What is needed =>
Look through the lines below for the word "branching", and copy every line that has it.

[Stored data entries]

━━━━━━

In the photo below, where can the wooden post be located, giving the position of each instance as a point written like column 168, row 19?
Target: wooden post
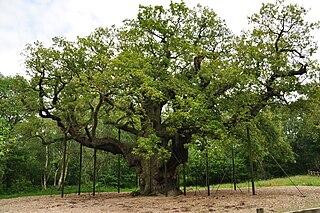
column 118, row 170
column 94, row 171
column 64, row 164
column 251, row 161
column 80, row 169
column 234, row 170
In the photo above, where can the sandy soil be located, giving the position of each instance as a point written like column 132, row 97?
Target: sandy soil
column 272, row 199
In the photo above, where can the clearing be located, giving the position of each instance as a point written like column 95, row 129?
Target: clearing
column 272, row 199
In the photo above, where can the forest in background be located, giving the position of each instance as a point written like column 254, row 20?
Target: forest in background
column 180, row 88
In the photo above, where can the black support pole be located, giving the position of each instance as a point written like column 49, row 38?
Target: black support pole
column 118, row 170
column 94, row 171
column 80, row 169
column 64, row 164
column 207, row 173
column 250, row 160
column 165, row 178
column 233, row 169
column 184, row 179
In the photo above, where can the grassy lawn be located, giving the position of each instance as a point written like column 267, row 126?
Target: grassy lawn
column 300, row 180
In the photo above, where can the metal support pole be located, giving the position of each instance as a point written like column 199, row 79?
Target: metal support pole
column 251, row 161
column 64, row 164
column 184, row 179
column 80, row 170
column 165, row 178
column 94, row 171
column 234, row 170
column 207, row 173
column 118, row 170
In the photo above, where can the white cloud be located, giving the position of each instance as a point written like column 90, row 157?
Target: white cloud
column 25, row 21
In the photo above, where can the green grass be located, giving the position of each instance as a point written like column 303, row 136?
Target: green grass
column 299, row 180
column 68, row 190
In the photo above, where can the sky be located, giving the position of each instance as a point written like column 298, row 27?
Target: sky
column 26, row 21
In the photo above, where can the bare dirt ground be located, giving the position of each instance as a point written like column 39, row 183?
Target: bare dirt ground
column 272, row 199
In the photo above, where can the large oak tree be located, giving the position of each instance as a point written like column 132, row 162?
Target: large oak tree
column 166, row 76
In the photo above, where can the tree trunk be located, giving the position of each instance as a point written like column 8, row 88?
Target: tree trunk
column 45, row 177
column 151, row 171
column 152, row 177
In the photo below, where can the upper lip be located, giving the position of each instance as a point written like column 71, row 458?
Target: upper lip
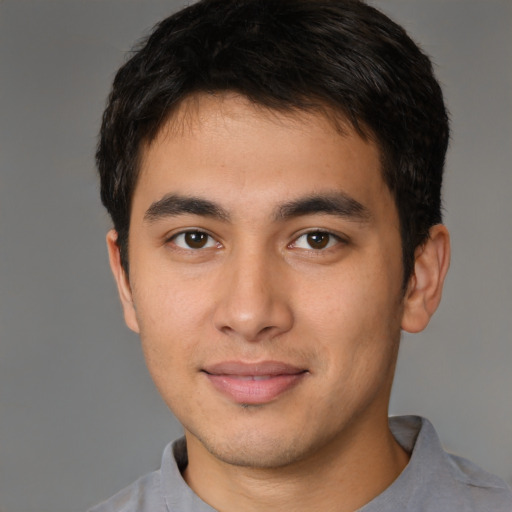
column 244, row 369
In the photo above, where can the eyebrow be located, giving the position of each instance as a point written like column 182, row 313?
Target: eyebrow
column 173, row 204
column 338, row 204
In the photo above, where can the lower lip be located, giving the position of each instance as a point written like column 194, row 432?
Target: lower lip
column 246, row 390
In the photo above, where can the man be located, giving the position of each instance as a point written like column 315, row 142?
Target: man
column 273, row 172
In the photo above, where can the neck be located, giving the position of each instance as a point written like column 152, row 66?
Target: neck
column 343, row 476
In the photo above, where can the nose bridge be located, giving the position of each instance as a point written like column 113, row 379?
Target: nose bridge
column 251, row 304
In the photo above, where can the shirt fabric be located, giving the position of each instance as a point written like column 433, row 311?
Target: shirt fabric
column 432, row 481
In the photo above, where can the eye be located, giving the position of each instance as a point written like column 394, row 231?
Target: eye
column 316, row 240
column 194, row 240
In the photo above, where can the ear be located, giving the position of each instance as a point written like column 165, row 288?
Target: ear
column 423, row 295
column 123, row 284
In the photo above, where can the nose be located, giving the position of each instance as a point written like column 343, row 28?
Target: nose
column 253, row 302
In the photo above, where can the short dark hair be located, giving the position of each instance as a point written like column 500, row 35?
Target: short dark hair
column 341, row 56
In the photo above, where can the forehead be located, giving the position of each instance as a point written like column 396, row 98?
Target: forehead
column 218, row 140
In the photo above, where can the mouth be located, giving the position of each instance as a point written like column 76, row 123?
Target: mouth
column 254, row 383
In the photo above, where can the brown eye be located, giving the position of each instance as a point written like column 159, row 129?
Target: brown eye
column 196, row 239
column 193, row 240
column 318, row 240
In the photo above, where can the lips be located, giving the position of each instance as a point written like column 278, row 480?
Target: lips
column 254, row 383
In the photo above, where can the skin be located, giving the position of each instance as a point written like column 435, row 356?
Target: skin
column 259, row 289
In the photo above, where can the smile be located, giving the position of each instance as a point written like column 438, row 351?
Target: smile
column 254, row 384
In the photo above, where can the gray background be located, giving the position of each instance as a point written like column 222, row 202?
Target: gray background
column 79, row 417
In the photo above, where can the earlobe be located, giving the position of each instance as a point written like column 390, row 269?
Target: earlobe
column 425, row 287
column 123, row 284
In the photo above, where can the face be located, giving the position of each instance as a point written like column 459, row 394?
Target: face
column 265, row 280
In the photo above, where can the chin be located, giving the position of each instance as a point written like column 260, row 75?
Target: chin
column 256, row 449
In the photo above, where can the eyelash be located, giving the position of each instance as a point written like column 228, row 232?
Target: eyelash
column 332, row 240
column 210, row 242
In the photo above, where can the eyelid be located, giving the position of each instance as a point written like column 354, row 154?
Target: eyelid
column 213, row 242
column 337, row 239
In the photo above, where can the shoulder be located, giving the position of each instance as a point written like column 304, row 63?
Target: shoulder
column 476, row 488
column 436, row 481
column 144, row 495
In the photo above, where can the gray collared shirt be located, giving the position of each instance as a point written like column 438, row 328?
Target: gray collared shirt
column 433, row 481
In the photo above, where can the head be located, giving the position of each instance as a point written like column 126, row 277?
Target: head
column 339, row 57
column 273, row 171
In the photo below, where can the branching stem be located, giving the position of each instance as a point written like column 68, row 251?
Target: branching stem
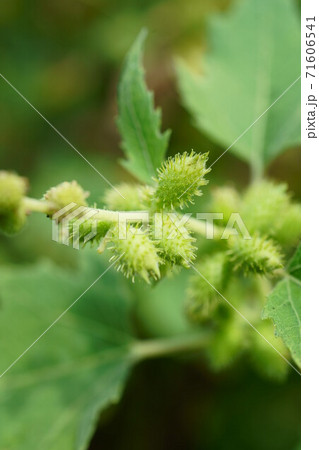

━━━━━━

Result of the task =>
In the photo below, where can the branching stem be located, giving the position of each instance as a point written like column 68, row 251?
Target: branching stem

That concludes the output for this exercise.